Natural-language object grounding data
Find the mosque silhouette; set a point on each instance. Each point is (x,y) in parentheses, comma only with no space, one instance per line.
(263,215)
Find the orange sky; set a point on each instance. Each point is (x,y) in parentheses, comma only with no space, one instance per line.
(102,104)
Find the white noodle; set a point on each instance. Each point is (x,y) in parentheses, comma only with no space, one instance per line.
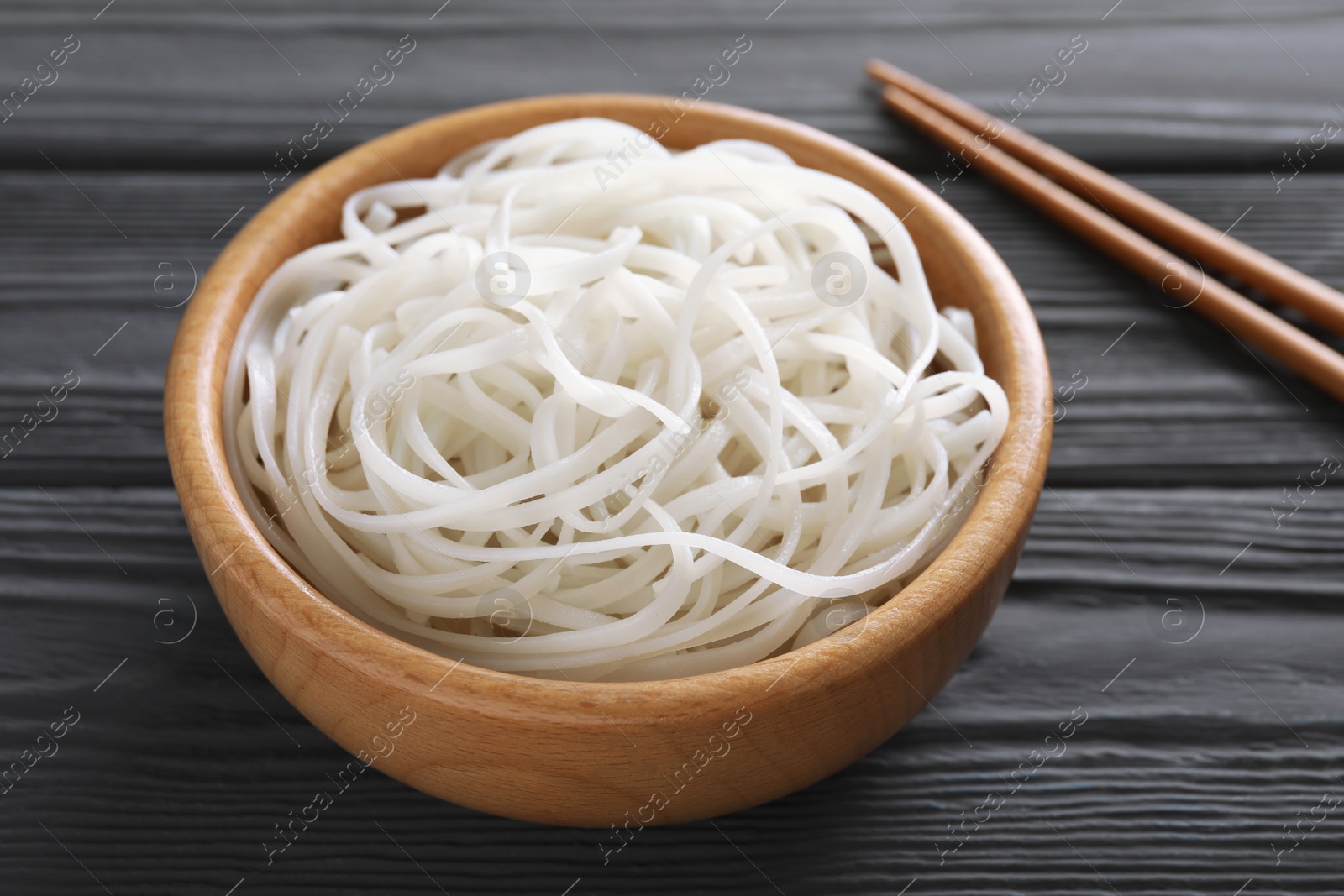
(667,457)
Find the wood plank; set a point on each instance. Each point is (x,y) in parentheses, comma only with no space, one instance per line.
(1152,406)
(152,83)
(1189,762)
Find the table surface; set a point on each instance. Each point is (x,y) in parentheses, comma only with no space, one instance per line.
(1166,589)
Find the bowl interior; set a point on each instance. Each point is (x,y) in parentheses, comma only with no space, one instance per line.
(342,673)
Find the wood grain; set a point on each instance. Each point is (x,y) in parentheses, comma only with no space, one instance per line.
(526,747)
(1179,759)
(1178,445)
(1193,86)
(1153,403)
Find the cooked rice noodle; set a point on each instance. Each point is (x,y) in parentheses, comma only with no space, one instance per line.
(669,457)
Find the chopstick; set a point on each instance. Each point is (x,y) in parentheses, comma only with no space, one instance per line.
(1242,317)
(1195,238)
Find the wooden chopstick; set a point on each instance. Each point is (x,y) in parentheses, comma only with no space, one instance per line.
(1242,317)
(1221,251)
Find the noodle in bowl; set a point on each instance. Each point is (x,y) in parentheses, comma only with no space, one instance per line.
(558,416)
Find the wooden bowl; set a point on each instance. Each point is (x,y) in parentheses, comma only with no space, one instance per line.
(601,754)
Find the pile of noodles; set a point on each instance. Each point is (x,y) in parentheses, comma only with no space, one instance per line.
(654,443)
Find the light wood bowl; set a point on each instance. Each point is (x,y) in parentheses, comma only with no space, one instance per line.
(601,754)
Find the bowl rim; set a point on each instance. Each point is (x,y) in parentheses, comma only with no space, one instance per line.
(244,560)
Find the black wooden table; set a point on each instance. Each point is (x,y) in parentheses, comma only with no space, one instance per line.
(1183,579)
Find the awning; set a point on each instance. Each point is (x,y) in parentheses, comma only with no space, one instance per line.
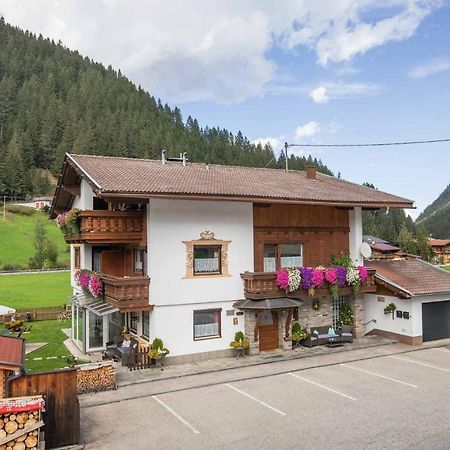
(268,303)
(98,307)
(101,308)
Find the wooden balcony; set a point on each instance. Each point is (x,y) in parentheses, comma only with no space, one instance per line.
(259,285)
(111,227)
(127,293)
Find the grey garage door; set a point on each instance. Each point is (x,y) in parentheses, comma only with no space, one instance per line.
(435,320)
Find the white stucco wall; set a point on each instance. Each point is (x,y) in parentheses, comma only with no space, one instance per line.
(170,222)
(374,309)
(355,235)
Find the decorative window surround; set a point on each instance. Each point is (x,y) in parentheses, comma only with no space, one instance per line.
(207,238)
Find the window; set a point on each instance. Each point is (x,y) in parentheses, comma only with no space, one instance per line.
(207,259)
(76,258)
(207,324)
(146,324)
(277,256)
(133,321)
(337,305)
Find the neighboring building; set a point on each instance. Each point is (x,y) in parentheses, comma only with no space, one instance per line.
(188,252)
(421,293)
(441,248)
(12,359)
(381,249)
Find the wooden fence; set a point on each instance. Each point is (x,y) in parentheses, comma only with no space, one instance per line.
(59,389)
(33,314)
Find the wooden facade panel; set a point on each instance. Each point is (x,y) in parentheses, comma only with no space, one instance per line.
(307,216)
(323,231)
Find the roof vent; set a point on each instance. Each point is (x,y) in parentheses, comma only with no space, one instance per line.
(182,159)
(311,173)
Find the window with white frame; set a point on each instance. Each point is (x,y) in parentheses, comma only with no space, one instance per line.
(207,323)
(146,324)
(337,305)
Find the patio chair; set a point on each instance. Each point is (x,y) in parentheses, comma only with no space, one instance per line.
(346,333)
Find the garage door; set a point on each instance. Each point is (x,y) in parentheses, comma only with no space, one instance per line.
(435,320)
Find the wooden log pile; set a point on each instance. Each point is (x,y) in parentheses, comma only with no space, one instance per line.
(96,378)
(20,431)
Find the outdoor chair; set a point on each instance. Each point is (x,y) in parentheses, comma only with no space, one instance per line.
(346,333)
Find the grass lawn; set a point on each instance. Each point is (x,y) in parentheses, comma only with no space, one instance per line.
(46,331)
(16,243)
(35,290)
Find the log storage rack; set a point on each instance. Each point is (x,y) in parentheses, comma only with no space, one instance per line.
(20,423)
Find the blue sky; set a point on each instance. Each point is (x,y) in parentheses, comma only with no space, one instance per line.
(301,71)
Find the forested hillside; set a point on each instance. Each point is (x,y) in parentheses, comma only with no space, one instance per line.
(53,100)
(436,217)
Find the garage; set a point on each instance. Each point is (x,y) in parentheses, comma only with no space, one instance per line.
(435,320)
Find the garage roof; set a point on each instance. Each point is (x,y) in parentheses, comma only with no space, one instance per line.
(412,276)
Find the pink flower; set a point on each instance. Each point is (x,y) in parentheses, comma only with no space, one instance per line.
(282,279)
(84,279)
(318,276)
(95,286)
(363,273)
(331,275)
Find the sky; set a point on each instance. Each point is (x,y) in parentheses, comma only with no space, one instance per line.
(296,71)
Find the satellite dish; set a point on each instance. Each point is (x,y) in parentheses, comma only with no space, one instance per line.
(365,250)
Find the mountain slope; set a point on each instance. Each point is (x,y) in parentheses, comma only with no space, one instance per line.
(436,217)
(52,101)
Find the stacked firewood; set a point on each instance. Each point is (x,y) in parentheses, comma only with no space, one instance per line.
(11,425)
(96,378)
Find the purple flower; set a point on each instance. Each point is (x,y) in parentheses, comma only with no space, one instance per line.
(341,276)
(306,274)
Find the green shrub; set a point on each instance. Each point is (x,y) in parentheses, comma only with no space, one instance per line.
(157,343)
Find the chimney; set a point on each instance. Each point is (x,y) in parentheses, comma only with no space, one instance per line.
(311,173)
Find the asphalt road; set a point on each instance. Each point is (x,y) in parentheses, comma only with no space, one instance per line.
(391,402)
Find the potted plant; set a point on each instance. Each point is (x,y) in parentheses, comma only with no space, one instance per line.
(126,333)
(240,344)
(157,351)
(298,334)
(71,360)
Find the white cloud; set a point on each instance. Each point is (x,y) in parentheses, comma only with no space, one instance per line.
(307,130)
(219,51)
(275,142)
(319,95)
(436,65)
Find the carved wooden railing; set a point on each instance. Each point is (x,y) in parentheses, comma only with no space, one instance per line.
(110,227)
(127,293)
(259,285)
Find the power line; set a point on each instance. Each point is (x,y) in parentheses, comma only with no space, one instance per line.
(373,144)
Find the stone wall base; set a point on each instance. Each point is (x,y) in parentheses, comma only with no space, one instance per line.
(409,340)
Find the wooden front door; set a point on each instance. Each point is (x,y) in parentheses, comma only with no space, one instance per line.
(268,330)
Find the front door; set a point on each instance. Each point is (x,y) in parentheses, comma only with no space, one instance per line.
(268,330)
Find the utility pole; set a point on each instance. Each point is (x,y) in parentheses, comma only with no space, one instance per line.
(285,151)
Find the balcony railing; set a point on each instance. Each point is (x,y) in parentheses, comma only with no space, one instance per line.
(259,285)
(110,227)
(127,293)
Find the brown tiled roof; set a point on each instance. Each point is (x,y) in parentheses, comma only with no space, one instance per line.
(439,242)
(413,275)
(148,177)
(11,351)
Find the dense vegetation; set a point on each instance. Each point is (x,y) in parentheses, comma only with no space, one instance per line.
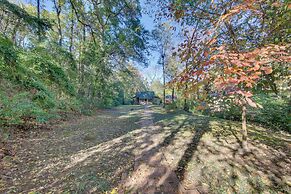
(58,61)
(233,59)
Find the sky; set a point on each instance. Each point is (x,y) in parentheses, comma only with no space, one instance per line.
(153,71)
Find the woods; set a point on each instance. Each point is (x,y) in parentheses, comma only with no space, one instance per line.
(59,60)
(72,73)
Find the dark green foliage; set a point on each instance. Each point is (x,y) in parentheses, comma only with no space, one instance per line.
(275,113)
(17,109)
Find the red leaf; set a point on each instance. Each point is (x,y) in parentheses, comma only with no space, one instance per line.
(251,103)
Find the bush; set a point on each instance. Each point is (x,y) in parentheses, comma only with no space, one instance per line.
(17,109)
(274,114)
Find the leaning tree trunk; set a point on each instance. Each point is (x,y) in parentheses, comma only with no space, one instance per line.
(244,128)
(173,94)
(164,80)
(38,17)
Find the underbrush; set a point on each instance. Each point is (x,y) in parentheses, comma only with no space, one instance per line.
(275,113)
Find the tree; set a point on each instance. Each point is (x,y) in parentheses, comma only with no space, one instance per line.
(235,54)
(162,37)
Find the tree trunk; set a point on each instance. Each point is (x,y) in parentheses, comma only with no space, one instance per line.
(58,12)
(186,107)
(38,16)
(173,95)
(72,32)
(244,128)
(164,80)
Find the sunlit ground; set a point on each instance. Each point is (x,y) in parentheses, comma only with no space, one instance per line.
(97,153)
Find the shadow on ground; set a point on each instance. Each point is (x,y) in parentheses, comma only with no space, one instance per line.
(188,152)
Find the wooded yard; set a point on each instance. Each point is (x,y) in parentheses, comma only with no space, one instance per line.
(98,153)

AIM OF THE EXERCISE
Exactly reproduce the lines from the one containing "Find the leaning" through the end of the records, and only those lines.

TASK OUTPUT
Find the leaning tree trunk; set a point on each instance. Each point is (x,y) in parentheses, comma only with no space, one instance per line.
(244,128)
(173,94)
(164,80)
(38,17)
Find the underbrush; set a point on each instance. Each point is (x,y) in parentheses, comma only with no space, one instance per line.
(275,113)
Find the tree; set a point on each instance. Each point is (x,y) in parentheses, comma only with no space, one instance per line.
(235,54)
(162,37)
Find the tree trunk; set a point on each instance. Each point is (x,y) in parentheses, comma only with no space, one instance per line.
(58,12)
(186,107)
(38,16)
(173,95)
(72,32)
(244,128)
(164,80)
Find the sunlit ground; set a point on each instance. Each point is (x,y) in parentheses, comma only with no space, one instance per line.
(97,153)
Find the shadow on ground; set a point on each instance. Each point is (x,y) in parentheses, comma only with no space, one instance per line.
(188,152)
Find the wooded yard; set a point on each instance. Each point is (x,y) in parentheses, comma only with no space, one instance per line.
(98,153)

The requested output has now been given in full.